TEXT PROVIDED:
The ignition temperatures of the materials were determined using a Thermo Gravimetric Analyzer (TGA). Samples of dimensions 2 × 2 × 1 mm3 were placed in purified air with a flow rate of 50 mL/min. They were heated from 30 to 1000 °C at a heating rate of 10 °C/min. The ignition temperature was recorded at a point where there was a rapid increase in the mass of the sample due to sharp oxidation upon ignition. The temperature rate was restored to the set-value after the sample burnt out. The crucible was taken out immediately after the test to prevent overflow of the oxidized power from the sample and contamination of TGA.

3. Results and Discussion

3.1. Structural Characterization

The addition of nanoparticles changes the density of the materials. The results of density and porosity measurements of as-extruded E21 magnesium alloy and E21-B4C (1.5% and 2.5%) magnesium nanocomposites are shown in Figure 1. It is observed that with the addition of denser B4C (density: 2.52 g/cc) to E21 alloy (density: 1.8 g/cc), the density of the E21 alloy increases. However, since the density of boron carbide is low compared to other ceramic nanoparticles, the overall density is maintained to be less than 1.81 g/cc for the nanocomposites, which is far less than aluminum-based bulk materials and only 4% higher than that of pure Mg. It can also be seen from the Figure 1 that the porosity (%) of the nanocomposites is higher than that of the alloy. However, since all the materials exhibited porosity less than 0.6%, it is implied that near dense materials have been fabricated using the DMD casting technique and the effects of porosity on the properties of the alloy and nanocomposites can be considered negligible.
The addition of B4C nanoparticles to the E21 alloy disturbs the microstructural homogeneity of the alloy. This is because, in conjunction to the change in density, the intrinsic structure of the nanocomposites differs in terms of the grain characteristics, secondary phase distribution, and nanoparticle dispersion as compared to that of the alloy. Figure 2a–c shows the grain characteristics of the alloy and nanocomposites. Based on visual inspection and careful image analysis and quantification, it is estimated that the mean grain sizes of the nanocomposites were smaller than that of the E21 alloy. The average grain sizes of the materials are given in the insets in Figure 2, with E21 alloy exhibiting the highest average grain size. The average grain sizes are 29% and 27% lower in E21-B4C and E21-2.5B4C nanocomposites, respectively, compared to that of the parent material E21 alloy. Further, an interesting observation is that the difference in grain size between the two nanocomposites is very minimal.

REQUIREMENTS:
a – Answer these questions using the text on magnesium nanocomposites:
(i) At what heating rate were the samples heated in the TGA?
(ii) Below what density is the overall density of the nanocomposites maintained?
(iii) By what percentages are the average grain sizes lower in the E21-B4C and E21-2.5B4C nanocomposites than in the E21 alloy?
b – In the first block of rows, copy out word for word the lines from the line with "the windshield is" up to and including the line with "247,566,269,603".

SUPPLIED MATERIAL:
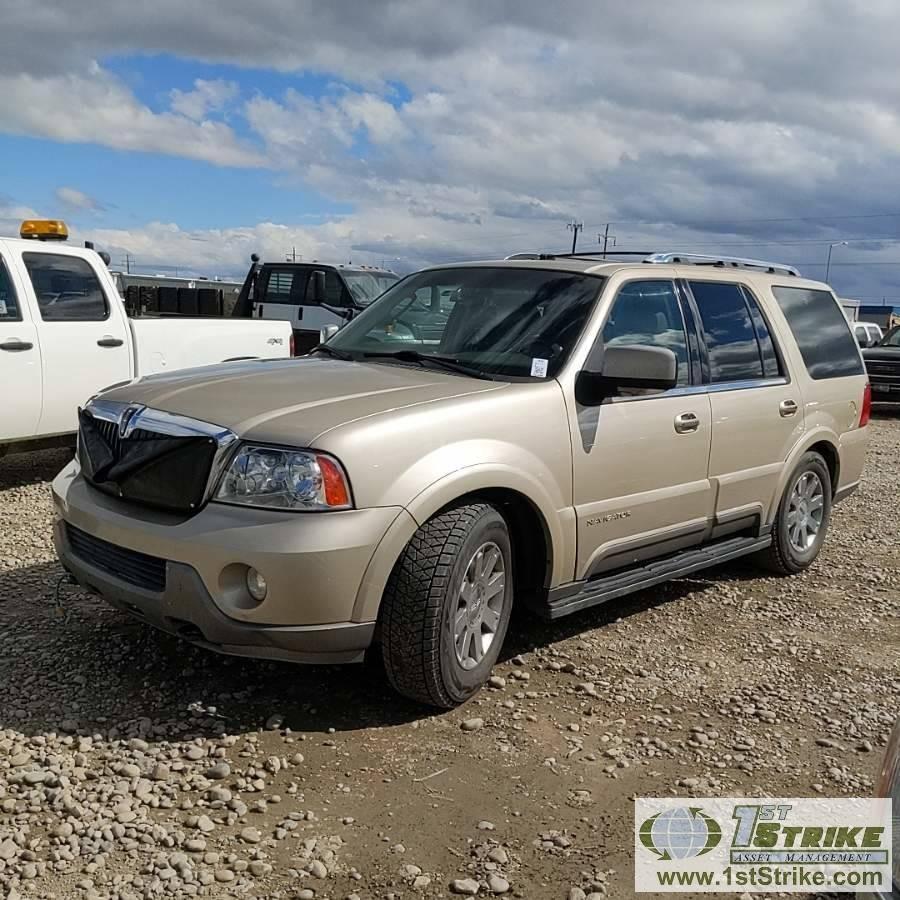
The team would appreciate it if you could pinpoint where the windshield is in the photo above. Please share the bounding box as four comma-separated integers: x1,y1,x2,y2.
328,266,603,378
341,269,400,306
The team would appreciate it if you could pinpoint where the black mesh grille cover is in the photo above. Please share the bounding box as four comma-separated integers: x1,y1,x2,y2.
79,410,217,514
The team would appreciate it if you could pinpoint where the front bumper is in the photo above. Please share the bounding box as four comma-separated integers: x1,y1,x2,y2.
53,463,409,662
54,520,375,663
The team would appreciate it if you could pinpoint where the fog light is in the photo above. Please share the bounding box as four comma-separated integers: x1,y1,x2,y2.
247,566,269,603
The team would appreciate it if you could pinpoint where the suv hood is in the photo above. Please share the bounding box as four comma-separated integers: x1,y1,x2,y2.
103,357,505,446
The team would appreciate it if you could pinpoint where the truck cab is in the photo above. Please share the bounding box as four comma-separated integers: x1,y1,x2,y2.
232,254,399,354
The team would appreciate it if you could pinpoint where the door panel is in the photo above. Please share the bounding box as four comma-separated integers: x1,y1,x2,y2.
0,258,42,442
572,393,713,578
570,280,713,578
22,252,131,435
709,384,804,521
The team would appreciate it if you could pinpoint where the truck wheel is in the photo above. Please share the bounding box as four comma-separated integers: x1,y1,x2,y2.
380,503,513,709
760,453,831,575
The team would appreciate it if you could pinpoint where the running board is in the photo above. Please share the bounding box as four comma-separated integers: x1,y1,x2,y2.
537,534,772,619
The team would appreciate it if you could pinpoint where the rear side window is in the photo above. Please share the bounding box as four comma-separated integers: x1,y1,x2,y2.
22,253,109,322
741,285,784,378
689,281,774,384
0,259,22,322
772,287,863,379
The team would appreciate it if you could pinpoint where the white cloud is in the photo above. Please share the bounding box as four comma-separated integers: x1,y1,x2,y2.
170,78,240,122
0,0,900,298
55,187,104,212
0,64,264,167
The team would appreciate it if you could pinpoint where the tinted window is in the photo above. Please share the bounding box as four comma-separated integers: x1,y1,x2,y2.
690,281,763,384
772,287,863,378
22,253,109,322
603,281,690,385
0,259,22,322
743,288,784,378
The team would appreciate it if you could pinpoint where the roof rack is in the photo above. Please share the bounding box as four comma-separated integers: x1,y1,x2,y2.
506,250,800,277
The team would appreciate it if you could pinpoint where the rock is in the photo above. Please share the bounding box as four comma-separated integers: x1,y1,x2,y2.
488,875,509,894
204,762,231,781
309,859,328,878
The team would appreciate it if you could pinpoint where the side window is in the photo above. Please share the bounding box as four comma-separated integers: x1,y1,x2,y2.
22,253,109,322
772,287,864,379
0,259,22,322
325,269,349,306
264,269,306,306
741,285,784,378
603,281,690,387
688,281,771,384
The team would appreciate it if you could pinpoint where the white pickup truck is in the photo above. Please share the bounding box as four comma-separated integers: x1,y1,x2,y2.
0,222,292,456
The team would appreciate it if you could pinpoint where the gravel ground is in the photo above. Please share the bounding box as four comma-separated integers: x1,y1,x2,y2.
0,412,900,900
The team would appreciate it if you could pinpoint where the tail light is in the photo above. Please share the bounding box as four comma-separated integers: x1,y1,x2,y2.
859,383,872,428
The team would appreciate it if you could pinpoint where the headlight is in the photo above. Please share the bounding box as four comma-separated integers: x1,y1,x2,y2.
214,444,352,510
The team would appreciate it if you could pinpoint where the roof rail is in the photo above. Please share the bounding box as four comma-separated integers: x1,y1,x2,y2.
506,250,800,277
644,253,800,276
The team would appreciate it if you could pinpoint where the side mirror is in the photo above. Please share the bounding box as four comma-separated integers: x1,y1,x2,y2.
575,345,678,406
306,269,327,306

...

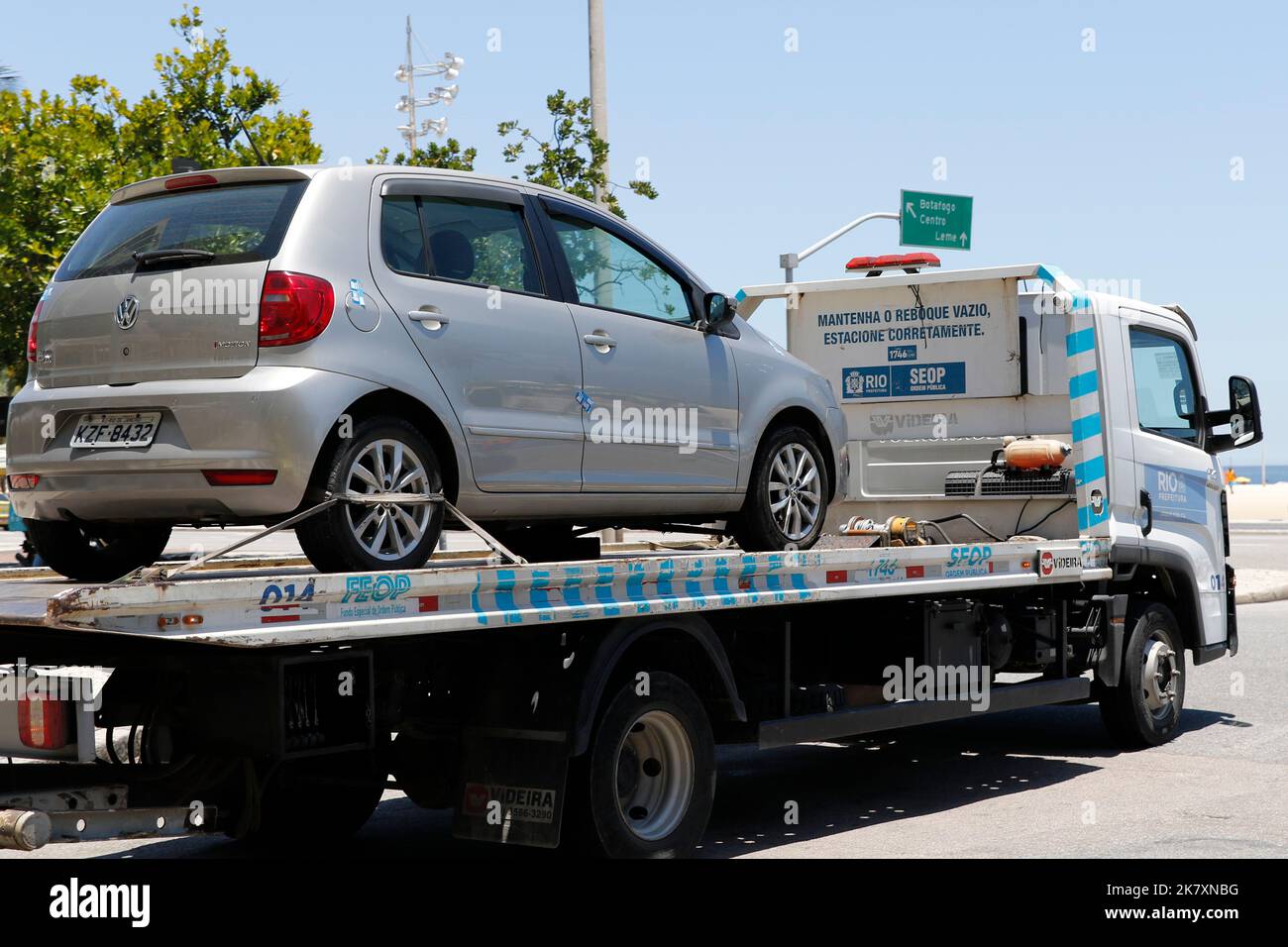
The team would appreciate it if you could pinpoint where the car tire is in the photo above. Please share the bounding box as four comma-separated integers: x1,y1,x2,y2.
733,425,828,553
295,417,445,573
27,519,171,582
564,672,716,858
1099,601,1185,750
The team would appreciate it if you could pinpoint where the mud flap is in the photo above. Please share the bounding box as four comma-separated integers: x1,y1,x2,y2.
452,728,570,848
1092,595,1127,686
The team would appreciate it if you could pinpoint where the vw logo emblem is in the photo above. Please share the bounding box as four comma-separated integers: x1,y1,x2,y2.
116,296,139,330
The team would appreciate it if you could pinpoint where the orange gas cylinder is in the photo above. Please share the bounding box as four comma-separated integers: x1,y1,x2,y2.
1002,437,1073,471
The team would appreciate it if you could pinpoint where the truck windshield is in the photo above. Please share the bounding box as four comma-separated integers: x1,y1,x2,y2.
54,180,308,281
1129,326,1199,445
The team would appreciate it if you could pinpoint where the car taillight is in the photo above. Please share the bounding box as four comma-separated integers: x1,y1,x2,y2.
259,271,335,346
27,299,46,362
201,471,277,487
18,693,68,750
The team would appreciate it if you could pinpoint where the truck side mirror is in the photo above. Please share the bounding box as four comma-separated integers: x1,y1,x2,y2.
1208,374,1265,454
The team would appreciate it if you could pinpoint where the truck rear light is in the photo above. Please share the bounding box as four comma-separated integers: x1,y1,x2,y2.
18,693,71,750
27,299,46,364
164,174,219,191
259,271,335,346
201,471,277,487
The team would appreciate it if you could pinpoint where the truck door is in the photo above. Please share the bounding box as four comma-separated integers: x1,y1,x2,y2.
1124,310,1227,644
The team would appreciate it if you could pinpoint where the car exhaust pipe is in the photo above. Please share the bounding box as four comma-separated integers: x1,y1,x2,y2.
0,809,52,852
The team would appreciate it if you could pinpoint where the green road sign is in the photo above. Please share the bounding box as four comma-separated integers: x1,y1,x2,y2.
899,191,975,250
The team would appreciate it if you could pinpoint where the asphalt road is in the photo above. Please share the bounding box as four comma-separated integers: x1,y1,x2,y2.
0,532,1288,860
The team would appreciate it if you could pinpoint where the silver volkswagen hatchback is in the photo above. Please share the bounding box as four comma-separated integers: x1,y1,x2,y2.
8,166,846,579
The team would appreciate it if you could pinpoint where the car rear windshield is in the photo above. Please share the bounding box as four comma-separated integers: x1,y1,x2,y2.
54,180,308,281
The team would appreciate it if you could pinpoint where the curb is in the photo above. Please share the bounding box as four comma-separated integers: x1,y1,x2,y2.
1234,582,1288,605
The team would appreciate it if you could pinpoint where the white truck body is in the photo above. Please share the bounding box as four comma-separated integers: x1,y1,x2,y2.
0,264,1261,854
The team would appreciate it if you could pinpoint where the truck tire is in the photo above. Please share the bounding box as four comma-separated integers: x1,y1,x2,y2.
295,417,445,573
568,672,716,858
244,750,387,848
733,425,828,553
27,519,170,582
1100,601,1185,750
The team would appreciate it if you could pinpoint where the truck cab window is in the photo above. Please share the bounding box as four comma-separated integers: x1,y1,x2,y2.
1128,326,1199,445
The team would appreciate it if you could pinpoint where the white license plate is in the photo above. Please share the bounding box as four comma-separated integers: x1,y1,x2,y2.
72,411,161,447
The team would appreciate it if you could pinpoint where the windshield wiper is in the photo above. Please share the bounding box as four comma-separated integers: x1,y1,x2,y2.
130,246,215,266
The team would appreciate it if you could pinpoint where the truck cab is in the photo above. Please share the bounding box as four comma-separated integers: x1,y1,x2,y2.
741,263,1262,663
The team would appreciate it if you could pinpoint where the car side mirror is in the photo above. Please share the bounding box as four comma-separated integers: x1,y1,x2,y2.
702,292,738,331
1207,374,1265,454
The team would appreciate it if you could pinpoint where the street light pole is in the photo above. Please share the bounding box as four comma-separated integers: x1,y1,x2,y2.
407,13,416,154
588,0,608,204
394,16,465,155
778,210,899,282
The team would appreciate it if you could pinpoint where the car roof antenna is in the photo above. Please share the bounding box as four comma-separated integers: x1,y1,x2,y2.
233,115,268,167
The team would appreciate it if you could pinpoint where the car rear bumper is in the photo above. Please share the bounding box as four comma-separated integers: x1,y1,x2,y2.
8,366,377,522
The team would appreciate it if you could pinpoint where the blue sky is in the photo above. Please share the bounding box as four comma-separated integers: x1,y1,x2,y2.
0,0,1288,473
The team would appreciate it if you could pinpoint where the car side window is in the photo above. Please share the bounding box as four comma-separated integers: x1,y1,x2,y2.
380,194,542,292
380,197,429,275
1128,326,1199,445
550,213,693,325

==

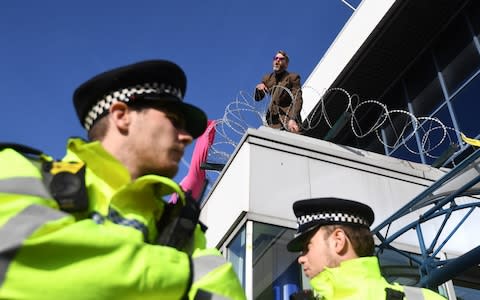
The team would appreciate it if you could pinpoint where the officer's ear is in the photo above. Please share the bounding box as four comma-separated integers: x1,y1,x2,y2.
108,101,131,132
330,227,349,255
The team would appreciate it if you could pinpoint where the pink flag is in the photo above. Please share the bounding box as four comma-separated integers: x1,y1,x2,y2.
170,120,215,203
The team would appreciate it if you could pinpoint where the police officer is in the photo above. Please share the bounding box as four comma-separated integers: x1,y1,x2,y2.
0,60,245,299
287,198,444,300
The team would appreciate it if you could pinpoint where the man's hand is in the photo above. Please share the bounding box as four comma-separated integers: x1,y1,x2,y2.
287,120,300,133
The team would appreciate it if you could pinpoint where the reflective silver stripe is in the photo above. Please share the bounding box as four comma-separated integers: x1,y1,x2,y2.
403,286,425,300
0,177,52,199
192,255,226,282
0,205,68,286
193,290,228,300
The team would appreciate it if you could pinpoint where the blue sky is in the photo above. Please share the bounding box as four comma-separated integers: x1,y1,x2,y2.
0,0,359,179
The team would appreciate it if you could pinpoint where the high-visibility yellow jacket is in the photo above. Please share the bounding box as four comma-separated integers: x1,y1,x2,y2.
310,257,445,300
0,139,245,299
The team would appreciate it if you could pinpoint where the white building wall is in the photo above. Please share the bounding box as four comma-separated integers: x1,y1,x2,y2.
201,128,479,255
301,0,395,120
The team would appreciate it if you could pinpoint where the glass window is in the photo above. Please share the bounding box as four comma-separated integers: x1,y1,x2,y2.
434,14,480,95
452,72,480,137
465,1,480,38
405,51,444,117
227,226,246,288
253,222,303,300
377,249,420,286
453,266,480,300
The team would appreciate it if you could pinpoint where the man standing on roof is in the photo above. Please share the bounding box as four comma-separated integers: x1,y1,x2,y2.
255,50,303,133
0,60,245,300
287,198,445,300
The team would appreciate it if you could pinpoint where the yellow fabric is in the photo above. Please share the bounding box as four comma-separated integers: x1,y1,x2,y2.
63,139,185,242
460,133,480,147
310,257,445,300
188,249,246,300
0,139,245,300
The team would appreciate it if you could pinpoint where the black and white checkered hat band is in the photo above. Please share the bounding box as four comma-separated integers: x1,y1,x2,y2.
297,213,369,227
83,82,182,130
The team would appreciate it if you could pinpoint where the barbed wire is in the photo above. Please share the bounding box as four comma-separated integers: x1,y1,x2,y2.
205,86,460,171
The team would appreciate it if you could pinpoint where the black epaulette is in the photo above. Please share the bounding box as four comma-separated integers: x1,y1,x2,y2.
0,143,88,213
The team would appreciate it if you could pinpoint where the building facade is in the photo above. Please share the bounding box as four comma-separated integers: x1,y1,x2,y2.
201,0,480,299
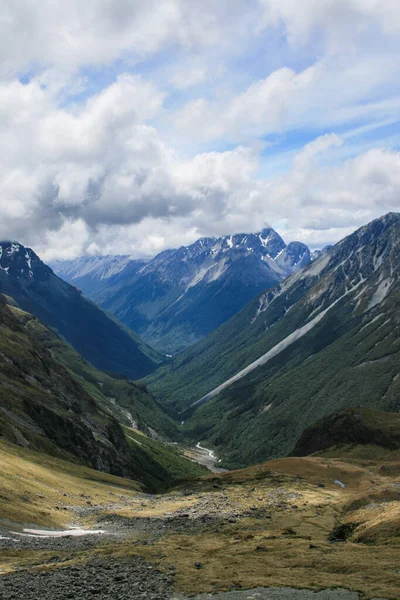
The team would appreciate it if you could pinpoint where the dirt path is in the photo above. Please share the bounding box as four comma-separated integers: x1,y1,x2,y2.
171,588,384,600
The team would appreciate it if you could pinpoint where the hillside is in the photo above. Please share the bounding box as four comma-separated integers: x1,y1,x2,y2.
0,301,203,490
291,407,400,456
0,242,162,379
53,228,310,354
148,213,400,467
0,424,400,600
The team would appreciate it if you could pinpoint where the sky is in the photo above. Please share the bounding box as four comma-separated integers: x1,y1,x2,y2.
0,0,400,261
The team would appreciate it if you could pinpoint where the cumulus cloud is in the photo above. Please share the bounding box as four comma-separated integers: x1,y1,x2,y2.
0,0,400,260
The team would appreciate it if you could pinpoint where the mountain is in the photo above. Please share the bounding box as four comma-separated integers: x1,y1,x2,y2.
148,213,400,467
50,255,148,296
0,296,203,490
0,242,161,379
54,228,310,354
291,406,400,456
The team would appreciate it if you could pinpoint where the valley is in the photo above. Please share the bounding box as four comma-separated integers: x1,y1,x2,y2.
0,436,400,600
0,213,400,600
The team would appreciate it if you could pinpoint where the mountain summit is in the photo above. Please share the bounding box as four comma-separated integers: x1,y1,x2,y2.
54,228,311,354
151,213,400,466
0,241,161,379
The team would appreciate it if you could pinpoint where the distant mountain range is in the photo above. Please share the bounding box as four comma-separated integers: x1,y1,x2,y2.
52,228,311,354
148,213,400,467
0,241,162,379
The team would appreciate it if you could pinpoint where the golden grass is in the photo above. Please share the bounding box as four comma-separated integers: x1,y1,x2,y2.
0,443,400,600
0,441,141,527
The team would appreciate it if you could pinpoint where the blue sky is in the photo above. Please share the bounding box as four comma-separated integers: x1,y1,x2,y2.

SOLVED PROBLEMS:
a –
(i) 10 °C/min
(ii) 1.81 g/cc
(iii) 29% in E21-B4C and 27% in E21-2.5B4C

b –
The team would appreciate it if you could pinpoint where the windshield is in the photo above. Please share the bounding box as four comma-separated integers: x1,y1,x2,y2.
328,266,603,378
341,269,400,306
The team would appreciate it if you could pinpoint where the black mesh grille cover is in the photo above. Please share the bounding box as four comma-separated integers: x1,y1,x2,y2.
79,410,217,514
The team would appreciate it if you could pinpoint where the front bumper is in the photo above. Please share the bounding box as four comma-separated integers: x1,y1,x2,y2.
53,463,409,662
54,520,375,663
The team would appreciate it if you could pinpoint where the fog light is in the photo above. Please share the bounding box as four comma-separated integers: x1,y1,x2,y2.
247,566,269,603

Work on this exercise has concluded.